Selected text:
::::
HAVANA, May 8 ( 14ymedio) “I sell without intermediaries,” repeated the woman as she walked with a baby stroller along the Paseo del Prado in Havana.
She does not carry a child, but a cardboard that announces a house for sale. The owner refuses the real estate agencies that proliferates in the Island and every week she repeats the same route up and down the street.
The boom of the private property sales managers that emerged as a result of the liberalization of the sector is giving way to a new scenario in which the seller prefers to manage on his own. The high percentages demanded by intermediaries, changes in taxes and an increasingly tight market of offers push them in that direction.
The “swap exchange” in Havana’s Prado, the most important open-air real estate market on the island, has been transformed in recent months. “People try to negotiate directly to save money,” says Julio Cesar, a private taxi driver who sells an apartment in the Cerro.
Private offices may provide “service to manage and coordinate” these operations under applicable law, but it is prohibited to charge a portion of the total amount of the transaction.
“I’ve been in this mess for a year because at first the real estate company I hired put a price far above what I really want,” he says. “Now I have the illusion of finding a buyer before the end of the year.” The taxi driver expects to get 23,000 CUC for his two-room dwelling and balcony.
::::
Source excerpt:
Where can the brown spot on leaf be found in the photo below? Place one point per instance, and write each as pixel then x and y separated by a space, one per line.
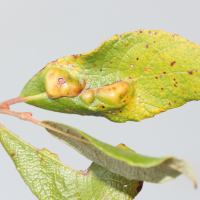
::::
Task statement: In the Havana real estate article, how much does the taxi driver selling an apartment in the Cerro expect to get for his two-room dwelling?

Written solution: 23,000 CUC